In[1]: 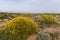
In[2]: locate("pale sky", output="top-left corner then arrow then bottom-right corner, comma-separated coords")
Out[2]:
0,0 -> 60,13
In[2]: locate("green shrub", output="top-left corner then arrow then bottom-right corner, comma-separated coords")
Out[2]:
38,15 -> 58,26
1,17 -> 38,40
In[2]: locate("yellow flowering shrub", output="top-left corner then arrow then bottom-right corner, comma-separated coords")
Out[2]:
2,16 -> 38,40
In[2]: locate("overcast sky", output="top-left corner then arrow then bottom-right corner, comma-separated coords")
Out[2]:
0,0 -> 60,13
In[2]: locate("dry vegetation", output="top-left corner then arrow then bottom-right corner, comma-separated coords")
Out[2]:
0,13 -> 60,40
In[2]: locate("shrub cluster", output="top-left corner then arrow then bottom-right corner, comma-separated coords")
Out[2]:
0,16 -> 38,40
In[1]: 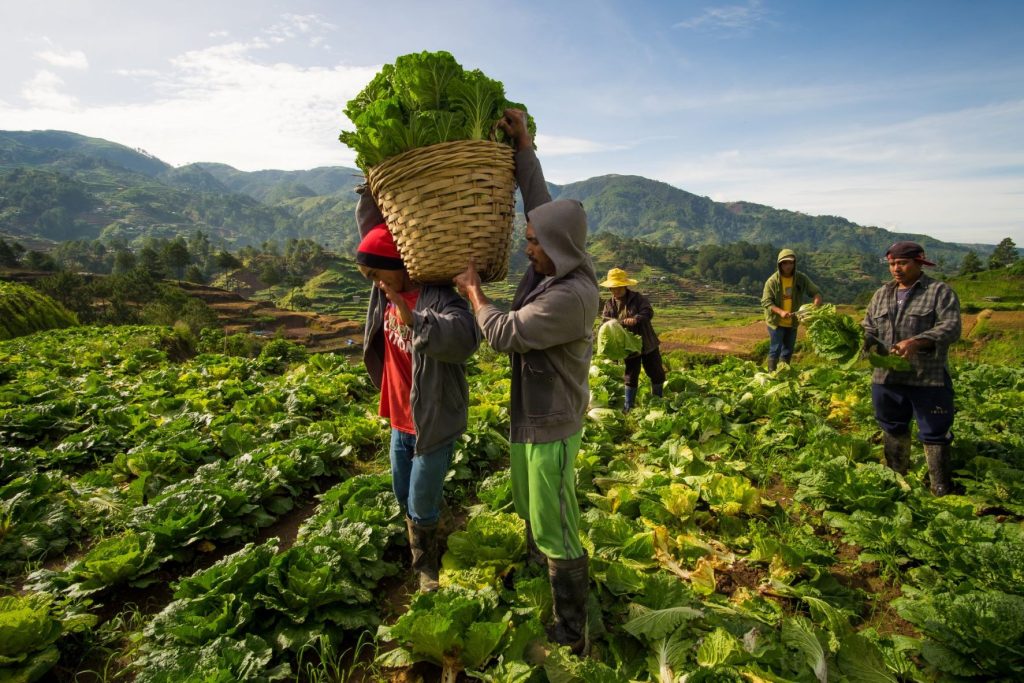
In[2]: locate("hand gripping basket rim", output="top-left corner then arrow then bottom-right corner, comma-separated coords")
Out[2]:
367,140 -> 515,285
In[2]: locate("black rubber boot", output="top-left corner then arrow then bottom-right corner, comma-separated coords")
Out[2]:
526,522 -> 548,567
623,387 -> 637,413
406,517 -> 439,593
925,443 -> 953,496
548,552 -> 590,654
882,432 -> 910,474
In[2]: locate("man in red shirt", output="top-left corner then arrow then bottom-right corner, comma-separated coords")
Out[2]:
355,220 -> 480,591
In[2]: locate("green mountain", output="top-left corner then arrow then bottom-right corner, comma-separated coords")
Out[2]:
552,175 -> 993,264
0,131 -> 993,267
0,131 -> 357,248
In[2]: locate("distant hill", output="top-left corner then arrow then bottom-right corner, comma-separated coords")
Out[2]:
554,175 -> 992,264
0,131 -> 993,267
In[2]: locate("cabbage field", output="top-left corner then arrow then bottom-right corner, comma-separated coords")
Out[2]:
0,327 -> 1024,683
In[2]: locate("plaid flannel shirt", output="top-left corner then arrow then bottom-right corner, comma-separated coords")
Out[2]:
862,273 -> 961,386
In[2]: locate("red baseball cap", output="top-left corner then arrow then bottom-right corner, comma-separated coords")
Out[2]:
886,242 -> 935,265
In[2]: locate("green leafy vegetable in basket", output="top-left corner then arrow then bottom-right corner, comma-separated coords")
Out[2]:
797,303 -> 863,362
339,51 -> 536,171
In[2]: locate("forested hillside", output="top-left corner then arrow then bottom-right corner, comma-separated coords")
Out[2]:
554,175 -> 992,266
0,131 -> 993,268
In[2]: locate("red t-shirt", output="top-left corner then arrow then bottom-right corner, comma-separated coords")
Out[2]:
380,290 -> 420,434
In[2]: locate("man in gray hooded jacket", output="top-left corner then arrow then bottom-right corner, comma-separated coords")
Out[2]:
455,110 -> 600,653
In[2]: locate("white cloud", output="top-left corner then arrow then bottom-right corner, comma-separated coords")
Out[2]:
673,0 -> 767,32
0,40 -> 377,170
36,50 -> 89,71
265,13 -> 336,46
537,133 -> 628,157
655,101 -> 1024,244
22,70 -> 78,112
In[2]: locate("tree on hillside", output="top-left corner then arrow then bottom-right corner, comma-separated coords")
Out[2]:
959,250 -> 985,275
0,240 -> 25,267
988,238 -> 1018,270
161,238 -> 191,280
185,263 -> 206,285
24,249 -> 57,270
138,245 -> 167,280
111,249 -> 136,275
215,251 -> 242,270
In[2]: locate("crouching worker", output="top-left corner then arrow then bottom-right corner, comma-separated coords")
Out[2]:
601,268 -> 665,413
455,110 -> 600,654
355,189 -> 480,591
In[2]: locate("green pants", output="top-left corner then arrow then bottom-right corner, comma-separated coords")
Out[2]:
510,429 -> 583,560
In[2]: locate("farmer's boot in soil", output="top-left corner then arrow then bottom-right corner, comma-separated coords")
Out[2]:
925,443 -> 953,496
882,432 -> 913,474
526,522 -> 548,567
548,551 -> 590,654
623,387 -> 637,413
406,517 -> 439,593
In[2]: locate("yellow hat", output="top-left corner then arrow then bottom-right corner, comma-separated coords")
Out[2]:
601,268 -> 637,287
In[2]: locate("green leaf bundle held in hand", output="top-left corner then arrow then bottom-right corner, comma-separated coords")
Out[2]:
797,303 -> 864,362
339,51 -> 536,171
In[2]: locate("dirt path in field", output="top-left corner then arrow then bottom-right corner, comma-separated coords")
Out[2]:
659,306 -> 1024,357
660,321 -> 768,356
177,282 -> 362,353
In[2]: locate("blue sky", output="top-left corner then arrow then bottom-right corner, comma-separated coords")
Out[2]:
0,0 -> 1024,246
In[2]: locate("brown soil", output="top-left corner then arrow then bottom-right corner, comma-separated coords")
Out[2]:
715,560 -> 767,595
178,282 -> 362,353
660,321 -> 768,356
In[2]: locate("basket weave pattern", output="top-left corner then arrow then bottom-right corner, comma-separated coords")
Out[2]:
367,140 -> 515,285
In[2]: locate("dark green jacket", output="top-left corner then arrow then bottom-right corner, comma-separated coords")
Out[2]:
761,270 -> 821,330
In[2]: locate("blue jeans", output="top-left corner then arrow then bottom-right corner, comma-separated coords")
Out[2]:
768,327 -> 797,362
871,374 -> 953,443
390,428 -> 455,524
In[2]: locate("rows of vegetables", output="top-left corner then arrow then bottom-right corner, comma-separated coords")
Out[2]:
0,328 -> 1024,683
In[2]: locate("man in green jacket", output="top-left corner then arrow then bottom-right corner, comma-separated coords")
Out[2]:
455,110 -> 600,653
761,249 -> 821,371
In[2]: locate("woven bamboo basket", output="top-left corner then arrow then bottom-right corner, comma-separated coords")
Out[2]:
367,140 -> 515,285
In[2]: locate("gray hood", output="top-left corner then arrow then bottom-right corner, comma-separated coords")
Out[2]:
526,200 -> 597,282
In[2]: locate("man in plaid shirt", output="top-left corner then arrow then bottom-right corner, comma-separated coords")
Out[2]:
862,242 -> 961,496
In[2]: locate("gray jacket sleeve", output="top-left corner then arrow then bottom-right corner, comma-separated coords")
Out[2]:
476,287 -> 593,353
515,148 -> 551,215
413,294 -> 480,364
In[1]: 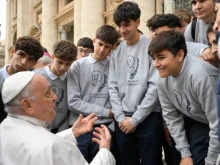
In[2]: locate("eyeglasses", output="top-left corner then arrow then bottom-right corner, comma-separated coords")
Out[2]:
78,49 -> 92,55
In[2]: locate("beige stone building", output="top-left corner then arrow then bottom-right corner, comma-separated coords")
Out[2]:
5,0 -> 174,63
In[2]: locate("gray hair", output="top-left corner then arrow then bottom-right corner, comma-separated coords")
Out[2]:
5,80 -> 35,114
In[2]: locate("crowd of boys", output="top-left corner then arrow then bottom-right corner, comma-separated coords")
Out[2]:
0,0 -> 220,165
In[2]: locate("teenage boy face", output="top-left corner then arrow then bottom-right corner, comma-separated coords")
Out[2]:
77,46 -> 93,60
50,55 -> 73,76
152,50 -> 184,78
92,39 -> 114,61
117,19 -> 140,40
9,49 -> 37,74
191,0 -> 215,21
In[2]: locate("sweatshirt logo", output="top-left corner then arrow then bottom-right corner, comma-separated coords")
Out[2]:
127,55 -> 139,80
51,85 -> 65,106
91,70 -> 107,92
173,90 -> 192,115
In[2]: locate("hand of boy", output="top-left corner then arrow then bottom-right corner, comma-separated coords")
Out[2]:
180,156 -> 193,165
72,113 -> 98,137
92,125 -> 111,150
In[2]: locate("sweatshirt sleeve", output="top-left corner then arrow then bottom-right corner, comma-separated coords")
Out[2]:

⁂

Copy out the lines of the items unchanged, starting at the line that contains "leafy vegetable in" and ending at the line that contains "0,131 -> 993,268", with both of those lines included.

* FINAL ANSWER
In[2]: locate("green leafy vegetable in basket", output="top-left corner then arrow then bottom-right corner, comma-separated coords")
Out[2]:
797,303 -> 863,362
339,51 -> 536,171
In[2]: locate("forested hillside", output="top-left corner then arrow then bottom-right corner, comma-separated coords")
Out[2]:
554,175 -> 992,266
0,131 -> 993,268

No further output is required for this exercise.